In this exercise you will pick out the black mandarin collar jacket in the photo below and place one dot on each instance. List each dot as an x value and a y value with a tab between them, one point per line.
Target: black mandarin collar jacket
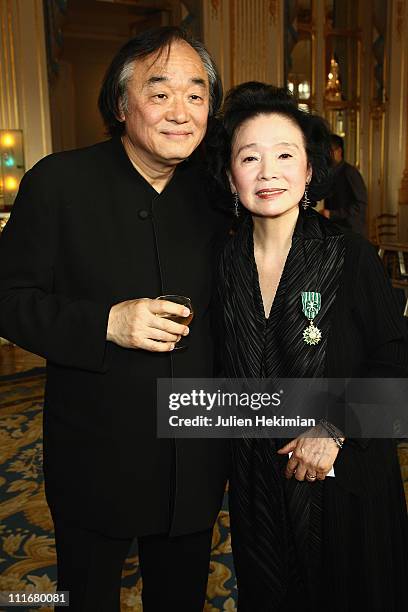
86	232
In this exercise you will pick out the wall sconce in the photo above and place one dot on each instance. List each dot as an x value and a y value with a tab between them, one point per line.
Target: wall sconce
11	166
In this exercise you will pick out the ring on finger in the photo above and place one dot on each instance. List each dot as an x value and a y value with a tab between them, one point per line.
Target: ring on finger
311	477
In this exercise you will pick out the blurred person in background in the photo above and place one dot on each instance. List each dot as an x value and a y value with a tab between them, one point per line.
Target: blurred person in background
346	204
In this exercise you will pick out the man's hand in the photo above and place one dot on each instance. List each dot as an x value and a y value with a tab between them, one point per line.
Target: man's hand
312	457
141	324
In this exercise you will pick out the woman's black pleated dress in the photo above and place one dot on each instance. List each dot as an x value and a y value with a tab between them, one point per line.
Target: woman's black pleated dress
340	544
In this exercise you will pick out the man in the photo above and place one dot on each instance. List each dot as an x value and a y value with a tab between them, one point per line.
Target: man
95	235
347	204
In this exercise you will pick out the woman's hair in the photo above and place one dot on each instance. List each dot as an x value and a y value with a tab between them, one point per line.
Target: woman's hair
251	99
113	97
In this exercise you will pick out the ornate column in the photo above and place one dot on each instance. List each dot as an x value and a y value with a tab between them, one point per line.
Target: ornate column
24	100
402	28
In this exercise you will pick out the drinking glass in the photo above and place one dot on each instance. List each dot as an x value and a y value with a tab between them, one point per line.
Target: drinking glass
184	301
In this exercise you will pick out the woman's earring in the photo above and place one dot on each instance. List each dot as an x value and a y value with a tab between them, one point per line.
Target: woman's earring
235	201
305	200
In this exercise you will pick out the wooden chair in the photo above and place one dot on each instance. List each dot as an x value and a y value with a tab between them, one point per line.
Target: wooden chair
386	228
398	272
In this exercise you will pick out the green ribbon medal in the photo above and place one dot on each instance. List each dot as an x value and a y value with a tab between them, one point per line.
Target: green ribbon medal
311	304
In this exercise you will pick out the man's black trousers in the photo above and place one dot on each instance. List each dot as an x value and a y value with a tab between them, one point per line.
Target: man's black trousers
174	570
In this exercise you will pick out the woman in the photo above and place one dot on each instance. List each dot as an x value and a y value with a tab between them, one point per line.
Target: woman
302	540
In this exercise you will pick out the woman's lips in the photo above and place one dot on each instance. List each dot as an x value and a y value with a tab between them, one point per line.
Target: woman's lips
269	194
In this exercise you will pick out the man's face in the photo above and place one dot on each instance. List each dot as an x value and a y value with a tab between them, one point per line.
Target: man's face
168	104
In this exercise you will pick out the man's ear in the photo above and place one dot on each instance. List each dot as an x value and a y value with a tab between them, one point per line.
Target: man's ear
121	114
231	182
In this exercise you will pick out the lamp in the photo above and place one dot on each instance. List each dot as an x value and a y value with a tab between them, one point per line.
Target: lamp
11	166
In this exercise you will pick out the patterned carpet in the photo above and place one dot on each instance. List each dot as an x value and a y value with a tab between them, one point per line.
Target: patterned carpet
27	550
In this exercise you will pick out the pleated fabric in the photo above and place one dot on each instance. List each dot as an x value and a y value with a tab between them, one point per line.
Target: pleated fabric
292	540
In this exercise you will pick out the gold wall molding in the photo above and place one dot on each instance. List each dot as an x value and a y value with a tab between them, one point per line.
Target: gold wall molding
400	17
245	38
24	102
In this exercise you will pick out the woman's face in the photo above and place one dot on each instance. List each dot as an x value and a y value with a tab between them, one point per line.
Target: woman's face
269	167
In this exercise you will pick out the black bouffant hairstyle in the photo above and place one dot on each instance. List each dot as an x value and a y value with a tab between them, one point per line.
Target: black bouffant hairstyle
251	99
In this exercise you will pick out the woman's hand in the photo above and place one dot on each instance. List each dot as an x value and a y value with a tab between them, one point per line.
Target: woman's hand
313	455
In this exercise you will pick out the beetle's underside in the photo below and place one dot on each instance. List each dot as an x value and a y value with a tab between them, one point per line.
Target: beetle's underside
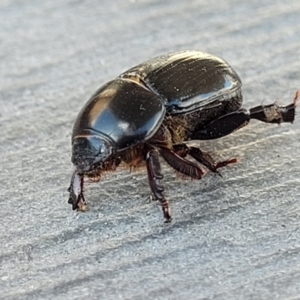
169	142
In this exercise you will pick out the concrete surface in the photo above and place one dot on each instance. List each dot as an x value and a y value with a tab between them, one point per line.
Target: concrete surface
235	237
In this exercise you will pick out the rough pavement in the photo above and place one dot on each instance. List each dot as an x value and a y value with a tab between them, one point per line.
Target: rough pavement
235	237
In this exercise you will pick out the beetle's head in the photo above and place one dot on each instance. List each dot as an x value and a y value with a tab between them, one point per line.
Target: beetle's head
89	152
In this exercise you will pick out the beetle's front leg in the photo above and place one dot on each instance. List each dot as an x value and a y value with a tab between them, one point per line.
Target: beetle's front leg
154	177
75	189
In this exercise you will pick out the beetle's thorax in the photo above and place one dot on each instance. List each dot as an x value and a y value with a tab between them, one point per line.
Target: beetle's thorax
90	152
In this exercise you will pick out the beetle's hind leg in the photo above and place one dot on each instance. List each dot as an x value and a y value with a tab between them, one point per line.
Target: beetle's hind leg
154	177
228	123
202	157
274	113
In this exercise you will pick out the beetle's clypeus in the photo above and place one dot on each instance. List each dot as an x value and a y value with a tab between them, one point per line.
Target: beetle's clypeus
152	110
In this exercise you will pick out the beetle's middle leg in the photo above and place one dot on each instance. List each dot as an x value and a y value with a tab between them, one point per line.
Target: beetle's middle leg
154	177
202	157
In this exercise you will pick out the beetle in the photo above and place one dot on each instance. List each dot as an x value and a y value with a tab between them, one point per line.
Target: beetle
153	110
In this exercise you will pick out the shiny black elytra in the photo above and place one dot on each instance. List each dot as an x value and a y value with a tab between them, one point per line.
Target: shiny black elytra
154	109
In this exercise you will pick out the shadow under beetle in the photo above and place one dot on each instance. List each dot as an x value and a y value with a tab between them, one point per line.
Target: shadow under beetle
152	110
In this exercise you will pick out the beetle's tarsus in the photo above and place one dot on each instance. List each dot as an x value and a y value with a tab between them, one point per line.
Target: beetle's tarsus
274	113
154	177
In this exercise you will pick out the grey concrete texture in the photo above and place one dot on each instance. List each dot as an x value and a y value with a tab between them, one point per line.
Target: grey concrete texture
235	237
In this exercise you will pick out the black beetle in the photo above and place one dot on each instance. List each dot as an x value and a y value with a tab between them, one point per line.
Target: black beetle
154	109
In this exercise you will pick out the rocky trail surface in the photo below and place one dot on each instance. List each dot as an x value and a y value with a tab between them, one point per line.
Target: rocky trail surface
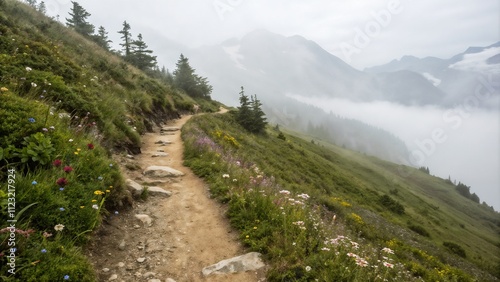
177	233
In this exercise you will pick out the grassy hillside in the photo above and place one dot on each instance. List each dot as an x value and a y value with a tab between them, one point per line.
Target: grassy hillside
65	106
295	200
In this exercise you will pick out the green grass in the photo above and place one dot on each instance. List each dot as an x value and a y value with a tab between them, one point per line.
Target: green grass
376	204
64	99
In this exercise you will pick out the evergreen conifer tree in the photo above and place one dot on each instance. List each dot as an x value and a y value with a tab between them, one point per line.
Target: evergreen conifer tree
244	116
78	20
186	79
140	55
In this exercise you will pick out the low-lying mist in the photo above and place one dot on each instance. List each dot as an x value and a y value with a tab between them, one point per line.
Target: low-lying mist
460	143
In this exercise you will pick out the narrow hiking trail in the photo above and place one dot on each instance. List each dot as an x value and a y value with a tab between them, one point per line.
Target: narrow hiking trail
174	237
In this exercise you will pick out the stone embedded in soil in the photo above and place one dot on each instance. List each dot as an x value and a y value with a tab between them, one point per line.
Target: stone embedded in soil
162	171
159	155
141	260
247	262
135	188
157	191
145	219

+ + + +

WHAT IS BEING ASKED: Nothing before the line containing "In this exercise you will pick out the low-lying" should be repeated; repeat that line and all later lines through the end of the data above, exactly.

RESPONSE TO THE TASK:
In this exercise you will pick out the low-lying mist in the photo above and place one dot on each instance. List each dot as an x value and a y value with a tab between them, one point per line.
Target: low-lying mist
460	143
In this exercise you will pick out the narrow hiking trail in the photo above and place one dot on each instance. List each dot as an x value and a y value with a tab between them, one point per line.
Target: narrow hiking trail
174	237
In this exercise you will pick out the stone embedded in soil in the photo above and place one dot on each instance. List each dot as an x value and a y value with a tab between them, one point per line.
Target: stone embedded in soil
162	171
159	155
141	260
247	262
135	188
157	191
145	219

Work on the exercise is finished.